[Données de l'exercice]:
☆ ☆ ☆ ☆ ☆

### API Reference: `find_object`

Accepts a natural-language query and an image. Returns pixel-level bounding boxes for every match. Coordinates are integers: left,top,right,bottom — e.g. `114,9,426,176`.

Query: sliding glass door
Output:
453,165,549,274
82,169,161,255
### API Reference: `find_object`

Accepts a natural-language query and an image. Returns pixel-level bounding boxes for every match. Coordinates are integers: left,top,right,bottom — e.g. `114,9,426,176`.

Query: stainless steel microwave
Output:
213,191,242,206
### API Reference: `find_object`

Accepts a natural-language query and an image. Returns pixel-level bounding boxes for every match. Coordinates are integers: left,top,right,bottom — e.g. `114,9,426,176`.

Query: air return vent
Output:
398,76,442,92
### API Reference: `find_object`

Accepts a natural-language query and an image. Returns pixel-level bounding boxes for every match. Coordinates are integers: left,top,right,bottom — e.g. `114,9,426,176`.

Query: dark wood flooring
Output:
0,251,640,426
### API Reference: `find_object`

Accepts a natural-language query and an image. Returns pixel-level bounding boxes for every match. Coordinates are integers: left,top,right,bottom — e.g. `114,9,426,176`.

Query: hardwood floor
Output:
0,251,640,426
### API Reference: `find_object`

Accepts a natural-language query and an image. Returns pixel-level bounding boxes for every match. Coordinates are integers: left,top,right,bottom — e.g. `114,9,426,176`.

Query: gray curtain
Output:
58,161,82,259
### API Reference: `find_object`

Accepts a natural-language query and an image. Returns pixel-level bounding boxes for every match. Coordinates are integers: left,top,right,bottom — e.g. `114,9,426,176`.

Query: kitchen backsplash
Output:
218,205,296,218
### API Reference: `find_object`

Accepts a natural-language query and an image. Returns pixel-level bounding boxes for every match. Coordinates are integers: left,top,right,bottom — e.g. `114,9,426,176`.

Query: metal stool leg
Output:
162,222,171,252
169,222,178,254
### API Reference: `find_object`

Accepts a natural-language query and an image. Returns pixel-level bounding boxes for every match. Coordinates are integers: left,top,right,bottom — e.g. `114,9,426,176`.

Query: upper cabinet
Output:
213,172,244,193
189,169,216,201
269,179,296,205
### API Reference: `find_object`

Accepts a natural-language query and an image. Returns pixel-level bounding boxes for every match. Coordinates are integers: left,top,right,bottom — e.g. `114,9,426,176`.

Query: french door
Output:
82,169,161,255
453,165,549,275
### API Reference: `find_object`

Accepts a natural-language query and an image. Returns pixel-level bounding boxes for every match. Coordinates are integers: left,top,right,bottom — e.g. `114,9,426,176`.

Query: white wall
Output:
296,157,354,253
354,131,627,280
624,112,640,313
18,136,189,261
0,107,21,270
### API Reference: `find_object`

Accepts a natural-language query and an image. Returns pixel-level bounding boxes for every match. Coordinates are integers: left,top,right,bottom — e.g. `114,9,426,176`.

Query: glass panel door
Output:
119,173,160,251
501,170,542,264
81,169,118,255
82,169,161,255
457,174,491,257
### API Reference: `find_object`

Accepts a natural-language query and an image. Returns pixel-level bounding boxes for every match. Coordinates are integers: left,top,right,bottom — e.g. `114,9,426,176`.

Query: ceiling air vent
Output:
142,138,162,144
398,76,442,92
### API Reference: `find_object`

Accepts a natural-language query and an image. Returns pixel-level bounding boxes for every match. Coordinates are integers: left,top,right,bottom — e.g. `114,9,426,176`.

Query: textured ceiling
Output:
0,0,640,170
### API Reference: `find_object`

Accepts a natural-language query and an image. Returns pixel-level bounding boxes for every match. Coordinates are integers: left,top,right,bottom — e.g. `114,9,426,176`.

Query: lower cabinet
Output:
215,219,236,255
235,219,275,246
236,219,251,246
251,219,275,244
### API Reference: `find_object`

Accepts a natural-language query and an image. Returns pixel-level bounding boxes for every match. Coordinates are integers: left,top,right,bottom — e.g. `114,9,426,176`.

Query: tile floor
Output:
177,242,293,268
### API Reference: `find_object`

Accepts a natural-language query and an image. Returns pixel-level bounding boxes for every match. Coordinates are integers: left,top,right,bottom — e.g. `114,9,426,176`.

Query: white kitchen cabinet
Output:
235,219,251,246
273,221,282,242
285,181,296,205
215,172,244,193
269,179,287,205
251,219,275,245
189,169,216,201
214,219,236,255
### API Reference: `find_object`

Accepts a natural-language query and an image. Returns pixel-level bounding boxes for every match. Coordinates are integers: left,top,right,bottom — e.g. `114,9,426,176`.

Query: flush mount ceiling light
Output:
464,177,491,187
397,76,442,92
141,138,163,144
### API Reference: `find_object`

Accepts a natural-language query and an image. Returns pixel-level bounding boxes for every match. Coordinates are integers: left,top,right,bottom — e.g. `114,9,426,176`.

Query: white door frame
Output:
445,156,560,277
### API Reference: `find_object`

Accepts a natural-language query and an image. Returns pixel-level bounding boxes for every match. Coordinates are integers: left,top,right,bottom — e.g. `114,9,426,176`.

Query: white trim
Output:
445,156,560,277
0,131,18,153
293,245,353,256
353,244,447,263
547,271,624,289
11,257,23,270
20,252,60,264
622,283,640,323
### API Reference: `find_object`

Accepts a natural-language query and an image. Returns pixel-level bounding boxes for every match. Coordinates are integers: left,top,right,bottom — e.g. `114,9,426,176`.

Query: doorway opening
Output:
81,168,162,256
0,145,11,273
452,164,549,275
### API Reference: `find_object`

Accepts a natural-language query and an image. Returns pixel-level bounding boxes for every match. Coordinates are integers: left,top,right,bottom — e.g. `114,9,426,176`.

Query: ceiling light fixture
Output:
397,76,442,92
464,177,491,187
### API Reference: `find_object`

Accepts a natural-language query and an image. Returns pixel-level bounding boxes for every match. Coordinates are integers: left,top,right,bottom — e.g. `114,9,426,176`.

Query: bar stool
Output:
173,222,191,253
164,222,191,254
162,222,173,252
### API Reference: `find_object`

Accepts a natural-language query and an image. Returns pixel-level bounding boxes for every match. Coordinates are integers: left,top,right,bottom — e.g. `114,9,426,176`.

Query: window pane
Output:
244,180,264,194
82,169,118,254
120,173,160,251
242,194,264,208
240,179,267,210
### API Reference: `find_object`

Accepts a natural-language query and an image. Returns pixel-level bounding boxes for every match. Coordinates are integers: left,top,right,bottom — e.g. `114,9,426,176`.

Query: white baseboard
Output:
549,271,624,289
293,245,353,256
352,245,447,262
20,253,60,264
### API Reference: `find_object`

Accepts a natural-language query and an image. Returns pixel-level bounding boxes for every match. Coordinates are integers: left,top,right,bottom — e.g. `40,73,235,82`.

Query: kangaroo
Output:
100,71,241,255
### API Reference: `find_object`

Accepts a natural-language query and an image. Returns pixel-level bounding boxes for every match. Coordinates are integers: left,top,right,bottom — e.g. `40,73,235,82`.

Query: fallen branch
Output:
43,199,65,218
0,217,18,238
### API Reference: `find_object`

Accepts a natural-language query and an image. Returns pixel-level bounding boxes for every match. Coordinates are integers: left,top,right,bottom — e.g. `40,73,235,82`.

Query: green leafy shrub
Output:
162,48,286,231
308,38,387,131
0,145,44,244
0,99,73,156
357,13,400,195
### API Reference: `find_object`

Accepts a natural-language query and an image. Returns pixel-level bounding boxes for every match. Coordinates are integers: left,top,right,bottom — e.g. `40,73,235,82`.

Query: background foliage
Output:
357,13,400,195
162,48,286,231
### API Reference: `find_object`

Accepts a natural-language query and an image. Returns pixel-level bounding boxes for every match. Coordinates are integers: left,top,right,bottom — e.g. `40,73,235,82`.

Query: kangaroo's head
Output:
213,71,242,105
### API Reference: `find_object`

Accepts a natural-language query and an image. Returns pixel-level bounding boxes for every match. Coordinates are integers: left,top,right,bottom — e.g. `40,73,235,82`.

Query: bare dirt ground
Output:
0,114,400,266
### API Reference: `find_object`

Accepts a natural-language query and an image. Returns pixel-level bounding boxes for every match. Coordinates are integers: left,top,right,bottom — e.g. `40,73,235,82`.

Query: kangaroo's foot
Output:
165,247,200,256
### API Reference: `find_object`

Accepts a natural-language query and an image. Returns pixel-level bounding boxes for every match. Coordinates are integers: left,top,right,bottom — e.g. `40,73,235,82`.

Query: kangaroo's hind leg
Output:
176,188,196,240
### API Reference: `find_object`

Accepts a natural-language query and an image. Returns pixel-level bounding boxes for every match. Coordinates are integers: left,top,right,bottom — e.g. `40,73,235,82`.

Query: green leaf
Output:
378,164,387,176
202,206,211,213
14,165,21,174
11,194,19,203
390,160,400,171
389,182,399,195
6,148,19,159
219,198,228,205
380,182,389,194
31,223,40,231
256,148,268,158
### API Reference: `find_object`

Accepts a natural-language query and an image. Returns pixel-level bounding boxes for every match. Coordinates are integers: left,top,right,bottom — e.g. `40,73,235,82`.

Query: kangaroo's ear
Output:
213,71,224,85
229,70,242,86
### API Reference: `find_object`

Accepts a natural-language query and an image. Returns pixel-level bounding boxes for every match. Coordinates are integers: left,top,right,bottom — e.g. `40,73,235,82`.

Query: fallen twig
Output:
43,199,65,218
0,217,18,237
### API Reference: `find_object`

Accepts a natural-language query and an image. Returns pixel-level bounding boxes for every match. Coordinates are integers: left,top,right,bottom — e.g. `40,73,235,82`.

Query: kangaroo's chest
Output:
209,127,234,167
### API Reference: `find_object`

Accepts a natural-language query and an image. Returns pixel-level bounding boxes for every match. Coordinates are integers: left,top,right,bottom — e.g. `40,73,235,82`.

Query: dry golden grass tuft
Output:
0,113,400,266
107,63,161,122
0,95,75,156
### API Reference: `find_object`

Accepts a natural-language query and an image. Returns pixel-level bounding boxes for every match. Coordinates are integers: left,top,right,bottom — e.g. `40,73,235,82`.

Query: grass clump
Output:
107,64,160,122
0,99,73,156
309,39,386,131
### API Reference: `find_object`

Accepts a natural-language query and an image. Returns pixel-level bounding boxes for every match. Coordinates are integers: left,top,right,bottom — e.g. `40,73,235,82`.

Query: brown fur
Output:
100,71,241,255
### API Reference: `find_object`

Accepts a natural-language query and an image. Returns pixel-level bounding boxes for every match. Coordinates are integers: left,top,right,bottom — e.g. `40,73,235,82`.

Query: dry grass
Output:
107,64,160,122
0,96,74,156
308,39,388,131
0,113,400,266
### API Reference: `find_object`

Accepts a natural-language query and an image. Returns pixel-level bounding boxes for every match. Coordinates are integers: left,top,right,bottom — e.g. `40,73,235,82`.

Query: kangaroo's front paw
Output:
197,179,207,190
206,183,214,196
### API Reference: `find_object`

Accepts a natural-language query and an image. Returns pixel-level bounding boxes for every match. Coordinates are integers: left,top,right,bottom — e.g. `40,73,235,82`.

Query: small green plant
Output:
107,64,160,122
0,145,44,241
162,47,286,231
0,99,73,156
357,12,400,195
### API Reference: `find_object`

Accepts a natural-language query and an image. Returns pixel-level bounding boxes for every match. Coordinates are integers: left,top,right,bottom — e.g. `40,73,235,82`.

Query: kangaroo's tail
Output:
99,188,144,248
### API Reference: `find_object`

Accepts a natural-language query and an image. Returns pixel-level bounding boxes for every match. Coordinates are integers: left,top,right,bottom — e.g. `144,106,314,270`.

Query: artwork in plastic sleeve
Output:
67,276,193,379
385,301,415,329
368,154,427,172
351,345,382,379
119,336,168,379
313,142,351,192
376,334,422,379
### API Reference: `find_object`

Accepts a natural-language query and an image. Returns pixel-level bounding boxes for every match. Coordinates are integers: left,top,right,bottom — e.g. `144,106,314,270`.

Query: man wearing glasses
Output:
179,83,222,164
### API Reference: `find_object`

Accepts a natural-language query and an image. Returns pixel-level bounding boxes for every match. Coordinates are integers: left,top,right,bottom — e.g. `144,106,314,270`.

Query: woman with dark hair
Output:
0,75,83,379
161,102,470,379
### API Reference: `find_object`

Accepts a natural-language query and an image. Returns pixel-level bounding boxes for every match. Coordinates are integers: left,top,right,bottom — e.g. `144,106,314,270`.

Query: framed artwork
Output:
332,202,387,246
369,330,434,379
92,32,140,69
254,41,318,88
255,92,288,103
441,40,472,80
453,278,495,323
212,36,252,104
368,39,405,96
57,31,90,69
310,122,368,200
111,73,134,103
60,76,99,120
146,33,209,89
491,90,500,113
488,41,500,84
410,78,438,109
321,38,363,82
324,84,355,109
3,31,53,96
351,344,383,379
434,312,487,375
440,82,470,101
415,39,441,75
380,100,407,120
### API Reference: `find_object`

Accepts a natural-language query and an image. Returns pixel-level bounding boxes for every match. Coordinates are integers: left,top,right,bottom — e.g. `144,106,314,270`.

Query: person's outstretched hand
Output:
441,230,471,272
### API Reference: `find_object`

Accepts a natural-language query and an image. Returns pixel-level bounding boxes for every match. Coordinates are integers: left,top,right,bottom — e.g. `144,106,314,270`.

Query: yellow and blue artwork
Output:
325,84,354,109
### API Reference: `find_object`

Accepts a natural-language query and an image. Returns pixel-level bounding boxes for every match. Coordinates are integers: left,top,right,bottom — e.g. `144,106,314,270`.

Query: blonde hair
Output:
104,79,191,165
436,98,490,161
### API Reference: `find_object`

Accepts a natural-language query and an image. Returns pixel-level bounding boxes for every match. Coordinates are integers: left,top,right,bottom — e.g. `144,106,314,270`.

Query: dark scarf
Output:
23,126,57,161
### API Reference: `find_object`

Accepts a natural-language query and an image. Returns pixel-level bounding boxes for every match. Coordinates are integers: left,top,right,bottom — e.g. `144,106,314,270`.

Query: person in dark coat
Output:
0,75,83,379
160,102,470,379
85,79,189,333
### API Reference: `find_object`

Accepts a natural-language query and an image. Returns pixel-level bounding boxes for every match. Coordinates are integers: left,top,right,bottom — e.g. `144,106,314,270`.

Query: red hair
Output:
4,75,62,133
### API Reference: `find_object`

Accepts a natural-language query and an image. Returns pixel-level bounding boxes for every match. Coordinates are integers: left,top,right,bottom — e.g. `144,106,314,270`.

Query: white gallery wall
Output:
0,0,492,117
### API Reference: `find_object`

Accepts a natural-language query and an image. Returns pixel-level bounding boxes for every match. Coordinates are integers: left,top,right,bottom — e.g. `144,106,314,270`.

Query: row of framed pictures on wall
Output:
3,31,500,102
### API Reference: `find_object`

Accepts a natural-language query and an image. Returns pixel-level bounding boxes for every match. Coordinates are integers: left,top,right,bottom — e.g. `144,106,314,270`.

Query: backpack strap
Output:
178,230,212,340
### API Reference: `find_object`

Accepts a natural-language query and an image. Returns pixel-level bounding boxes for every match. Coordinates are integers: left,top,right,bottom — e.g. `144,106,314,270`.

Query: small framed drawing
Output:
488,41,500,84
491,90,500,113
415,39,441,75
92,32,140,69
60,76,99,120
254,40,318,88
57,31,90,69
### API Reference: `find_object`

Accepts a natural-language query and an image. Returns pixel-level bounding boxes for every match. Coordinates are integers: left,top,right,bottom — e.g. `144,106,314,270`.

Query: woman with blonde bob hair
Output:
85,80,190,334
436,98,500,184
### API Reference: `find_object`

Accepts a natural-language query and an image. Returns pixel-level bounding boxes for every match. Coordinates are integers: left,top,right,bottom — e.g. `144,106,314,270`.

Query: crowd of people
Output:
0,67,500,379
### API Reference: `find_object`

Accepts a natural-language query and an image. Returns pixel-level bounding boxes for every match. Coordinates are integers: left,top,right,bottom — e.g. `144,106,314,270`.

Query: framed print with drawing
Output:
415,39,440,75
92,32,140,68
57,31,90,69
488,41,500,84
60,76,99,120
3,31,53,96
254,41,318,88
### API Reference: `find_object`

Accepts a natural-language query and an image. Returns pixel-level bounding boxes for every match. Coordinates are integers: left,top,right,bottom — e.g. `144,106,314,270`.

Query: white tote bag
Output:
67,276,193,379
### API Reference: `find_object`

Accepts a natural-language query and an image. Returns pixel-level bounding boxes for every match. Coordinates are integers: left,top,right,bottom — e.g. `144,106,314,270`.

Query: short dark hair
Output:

☆ ☆ ☆ ☆ ☆

[Consigne]: Du début des lignes jusqu'à celle qui contient « 218,205,296,218 », remplacez « stainless steel microwave » par « white microwave ». Recopiez ce passage sans rien y modifier d'autre.

[Corrigé]:
### API Reference: `find_object`

Accepts a natural-language query and an image. Returns pixel-level bounding boxes for every match. Coordinates are integers: left,top,right,bottom — e.g. `114,9,426,176`.

Query: sliding glass door
Output:
453,165,549,274
82,169,161,255
### API Reference: `find_object`

Accepts a natural-language query and an image. Returns pixel-level bounding boxes for every match. Coordinates are integers: left,top,right,bottom — e.g. `114,9,426,176`.

Query: white microwave
Output:
213,191,242,206
### API Reference: `find_object`

Accepts a natural-language query and an image. Returns pixel-level bounding boxes for every match. Coordinates are integers: left,top,right,bottom — e.g. `114,9,426,176`.

Query: air return vent
Output:
398,76,442,92
### API Reference: `find_object`

Accepts a natural-language query and an image. Returns pixel-level bounding boxes for every match. Coordinates are integers: left,top,right,bottom — e.g. `114,9,426,176`.

Query: dark wood flooring
Output:
0,251,640,426
### API Reference: `find_object`

Accepts a natural-language query and an image. Returns pixel-level bounding boxes for every match. Coordinates are integers: left,top,right,bottom — e.g. `114,9,426,176`.

Query: hardwood floor
Output:
0,251,640,426
### API Reference: `find_object`

Accepts a natural-language query and an image. Returns pixel-level bounding boxes for every match. Coordinates are integers: left,top,right,bottom — e.g. `114,9,426,176`.

Query: gray curtain
Output:
58,161,82,259
### API Reference: `find_object`

Accepts a natural-language query and an image. Returns pixel-level bounding boxes for every match. Coordinates are integers: left,top,right,bottom — e.g. `114,9,426,176`.

Query: kitchen backsplash
Output:
218,205,296,218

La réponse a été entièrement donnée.